━━ Kutipan Teks ━━

KITAB FADHAIL AL-A’MAL

 
Membicarakan Fadha’il Al-A’mal, kitab yang ditulis Muhammad Zakaria Al-Kandahlawi, tentu tidak bisa dilepaskan dari pembahasan sebuah kelompok shufiyyah yang para pengikutnya kini semakin menjamur di berbagai negara, termasuk Indonesia. Kelompok inilah yang dikenal dengan nama Jamaah Tabligh. Adanya hubungan yang erat di antara keduanya karena Jamaah Tabligh menjadikan kitab ini sebagai salah satu sandaran dalam mengamalkan rutinitas harian mereka, baik dibaca di beberapa waktu sehabis shalat fardhu atau menjadikannya sebagai ta’lim akhir malam sebelum tidur, tergantung kesempatan yang diberikan masjid setempat. Atau tergantung waktu yang memungkinkan bagi mereka untuk melakukannya secara rutin. Hal ini menunjukkan demikian pentingnya peranan kitab ini dalam membentuk fikrah dan akidah seorang tablighi (pengikut Jamaah Tabligh –red). Sebab, apa yang mereka dengarkan tentunya akan diupayakan untuk diwujudkan menjadi suatu amalan dalam berislam.

Sehingga kami memandang perlu untuk menjelaskan kepada umat tentang kedudukan kitab ini berdasarkan timbangan As-Sunnah dan memperingatkan mereka dari berbagai kesalahan dan penyimpangan yang terdapat dalam pembahasannya. Secara umum, kitab ini banyak memuat hadits-hadits Rasulullah shallallahu ‘alaihi wasallam yang lemah, palsu, bahkan tidak ada asalnya, dan banyak penukilan perkataan kaum shufi yang jika seseorang meyakini hal tersebut, dapat menjerumuskannya kepada kesesatan dan penyimpangan. Wal ‘iyadzu billah.

━━━

Soal Latihan:
**A.** Jawablah pertanyaan berikut berdasarkan kutipan tentang kitab Fadha'il Al-A'mal.
(i) Siapa penulis kitab tersebut?
(ii) Pada waktu apa saja Jamaah Tabligh membaca kitab itu?
(iii) Hadits-hadits seperti apa yang banyak dimuat kitab itu?
**B.** Lanjutkan kutipan tentang kitab Fadha'il Al-A'mal mulai dari sesudah kalimat terakhirnya.
Data di bawah ini tidak ada hubungannya dengan kutipan teks.

━━ Blok Data ━━

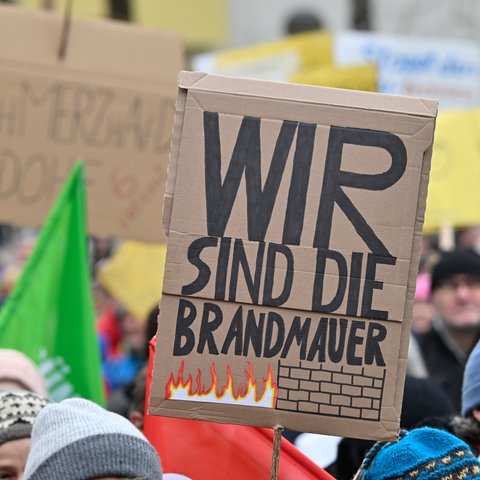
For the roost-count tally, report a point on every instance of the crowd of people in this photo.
(78, 439)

━━━

Jawaban Tiap Soal:
**A.**
(i) Muhammad Zakaria Al-Kandahlawi.
(ii) Pada beberapa waktu sehabis shalat fardhu atau sebagai ta'lim akhir malam sebelum tidur.
(iii) Hadits yang lemah, palsu, bahkan tidak ada asalnya.

**B.**
Asy-Syaikh Hamud bin Abdullah At-Tuwaijiri rahimahullah berkata dalam kitabnya Al-Qaulul Baligh Fit Tahdzir Min Jama’ah At-Tabligh (hal. 11-12): “Kitab terpenting bagi orang yang menjadi tablighiyyin adalah kitab Tablighi Nishab (Fadhail Al-A’mal), yang ditulis salah seorang pemimpin mereka bernama Muhammad Zakaria Al-Kandahlawi. Dan mereka memiliki perhatian demikian besar terhadap kitab ini dan mengagungkannya sebagaimana Ahlus Sunnah mengagungkan kitab Shahih (Al-Bukhari dan Muslim), dan kitab-kitab hadits lainnya. Para tablighiyyin telah menjadikan kitab kecil ini sebagai sandaran dan referensi baik bagi orang India, maupun bangsa ‘ajam (non Arab) lainnya yang mengikuti ajaran mereka. Dalam kitab ini termuat berbagai kesyirikan, bid’ah khurafat, serta banyak sekali hadits-hadits palsu dan lemah. Maka hakekatnya, ini merupakan kitab jahat, sesat, dan fitnah. Kaum tablighiyyin telah menjadikannya sebagai referensi untuk menyebarkan bid’ah dan kesesatannya, melariskan serta menghiasinya di hadapan kaum muslimin awam, sehingga mereka lebih sesat jalannya dari hewan ternak.” (Al-Qaulul Baligh, hal. 11-12)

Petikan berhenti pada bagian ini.